Task goal: Can you reproduce, word for word, the stretch of the entries below that opens with the line containing "[bbox-request] snow-covered bush" and closes with the line containing "286,92 -> 298,106", keeping both of those lines?
# Start of Given entries
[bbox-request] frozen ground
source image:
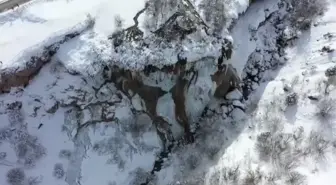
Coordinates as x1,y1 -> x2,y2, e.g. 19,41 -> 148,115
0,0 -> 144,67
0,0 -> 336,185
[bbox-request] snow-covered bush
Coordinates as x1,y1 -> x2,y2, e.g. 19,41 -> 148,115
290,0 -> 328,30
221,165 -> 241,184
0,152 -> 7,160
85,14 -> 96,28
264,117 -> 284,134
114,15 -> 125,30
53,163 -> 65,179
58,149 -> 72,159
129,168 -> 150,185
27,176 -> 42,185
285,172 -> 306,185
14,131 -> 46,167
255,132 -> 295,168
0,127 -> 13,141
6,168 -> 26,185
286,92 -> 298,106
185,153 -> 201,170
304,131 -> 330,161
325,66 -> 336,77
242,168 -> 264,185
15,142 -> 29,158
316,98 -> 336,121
# End of Given entries
# Start of Given entries
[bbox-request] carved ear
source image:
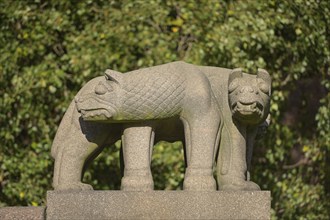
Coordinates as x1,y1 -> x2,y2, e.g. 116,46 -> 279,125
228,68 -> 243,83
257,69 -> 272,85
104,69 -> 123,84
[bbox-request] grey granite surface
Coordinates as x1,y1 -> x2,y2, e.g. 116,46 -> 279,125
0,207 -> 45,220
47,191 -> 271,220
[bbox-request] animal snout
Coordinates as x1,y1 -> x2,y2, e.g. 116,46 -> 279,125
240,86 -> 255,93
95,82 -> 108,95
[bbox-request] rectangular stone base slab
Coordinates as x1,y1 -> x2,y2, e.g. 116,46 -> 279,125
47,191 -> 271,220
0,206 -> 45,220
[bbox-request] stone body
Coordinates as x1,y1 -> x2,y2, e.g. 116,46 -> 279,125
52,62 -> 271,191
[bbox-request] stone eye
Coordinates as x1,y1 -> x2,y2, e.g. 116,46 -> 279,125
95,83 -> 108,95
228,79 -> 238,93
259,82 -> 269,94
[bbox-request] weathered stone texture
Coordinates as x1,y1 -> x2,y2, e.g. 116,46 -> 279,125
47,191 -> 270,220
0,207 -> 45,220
# End of Given entries
Exercise output:
[bbox-request] snow-covered bush
Coordinates as x1,y1 -> x2,y2, e.g. 19,41 -> 148,115
290,0 -> 328,30
221,165 -> 241,184
0,152 -> 7,160
85,14 -> 96,28
264,117 -> 284,134
114,15 -> 125,30
53,163 -> 65,179
58,149 -> 72,159
129,168 -> 150,185
27,176 -> 42,185
285,172 -> 306,185
14,131 -> 46,167
255,132 -> 295,168
0,127 -> 13,141
6,168 -> 26,185
286,92 -> 298,106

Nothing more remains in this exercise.